■ **Exercise aim**:
Every line from the one that contains "Where can you spot the pendant" to the end of the records must be restated word for word. No other line belongs in the answer.

■ **Provided data**:
:::::

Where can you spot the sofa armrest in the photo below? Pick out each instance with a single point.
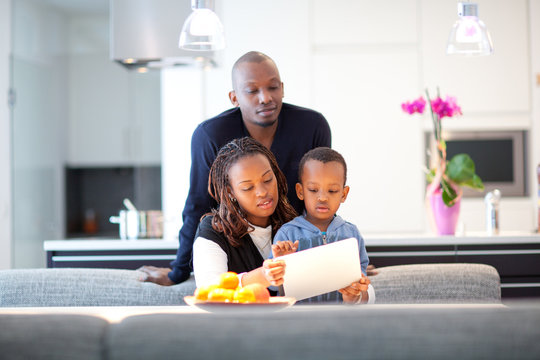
(437, 283)
(86, 287)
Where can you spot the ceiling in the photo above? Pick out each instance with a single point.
(80, 6)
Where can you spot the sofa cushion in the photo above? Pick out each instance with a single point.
(54, 337)
(333, 332)
(437, 283)
(85, 287)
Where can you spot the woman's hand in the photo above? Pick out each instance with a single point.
(156, 275)
(281, 248)
(356, 292)
(273, 271)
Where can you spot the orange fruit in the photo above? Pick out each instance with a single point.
(201, 293)
(261, 293)
(221, 295)
(228, 280)
(244, 295)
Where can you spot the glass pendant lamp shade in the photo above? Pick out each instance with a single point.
(469, 35)
(202, 29)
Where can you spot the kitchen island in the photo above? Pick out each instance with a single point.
(516, 256)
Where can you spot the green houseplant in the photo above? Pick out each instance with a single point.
(448, 176)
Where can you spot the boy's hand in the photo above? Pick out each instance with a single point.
(356, 291)
(273, 271)
(281, 248)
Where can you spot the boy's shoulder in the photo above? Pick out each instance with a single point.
(339, 222)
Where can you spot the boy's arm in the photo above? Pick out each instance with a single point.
(282, 244)
(364, 258)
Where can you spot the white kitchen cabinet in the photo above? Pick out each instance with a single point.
(114, 113)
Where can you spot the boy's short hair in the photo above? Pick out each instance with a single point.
(324, 155)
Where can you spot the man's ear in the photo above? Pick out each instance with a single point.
(299, 191)
(345, 193)
(232, 97)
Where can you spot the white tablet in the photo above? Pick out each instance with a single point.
(321, 269)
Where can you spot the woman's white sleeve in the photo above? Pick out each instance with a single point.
(209, 261)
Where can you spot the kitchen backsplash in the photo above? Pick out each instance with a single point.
(93, 194)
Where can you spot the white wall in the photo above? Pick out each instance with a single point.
(5, 138)
(39, 129)
(357, 66)
(534, 78)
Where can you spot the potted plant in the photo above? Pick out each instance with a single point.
(446, 177)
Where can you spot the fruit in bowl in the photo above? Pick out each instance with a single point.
(228, 290)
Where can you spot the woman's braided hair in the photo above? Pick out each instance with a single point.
(228, 217)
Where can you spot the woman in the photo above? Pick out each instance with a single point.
(251, 192)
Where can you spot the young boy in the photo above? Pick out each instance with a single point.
(322, 174)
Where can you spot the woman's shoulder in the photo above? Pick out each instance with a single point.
(205, 228)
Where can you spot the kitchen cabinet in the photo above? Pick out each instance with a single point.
(109, 253)
(114, 113)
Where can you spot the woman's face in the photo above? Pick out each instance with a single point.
(254, 186)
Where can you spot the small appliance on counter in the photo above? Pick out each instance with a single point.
(136, 224)
(492, 201)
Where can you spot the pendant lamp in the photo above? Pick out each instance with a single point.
(469, 35)
(202, 29)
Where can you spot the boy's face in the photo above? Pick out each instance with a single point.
(323, 190)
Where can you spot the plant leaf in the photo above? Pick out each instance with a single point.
(461, 169)
(449, 195)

:::::

■ **Your response**:
Where can you spot the pendant lamp in the photo above? Pick out each instance with a single point.
(469, 35)
(202, 29)
Where can you spot the boy's face in the photo above? Pick out each instance with a single point.
(323, 190)
Where can you spot the plant leaf in the photo above? Pick out each instance with a single point.
(461, 169)
(449, 195)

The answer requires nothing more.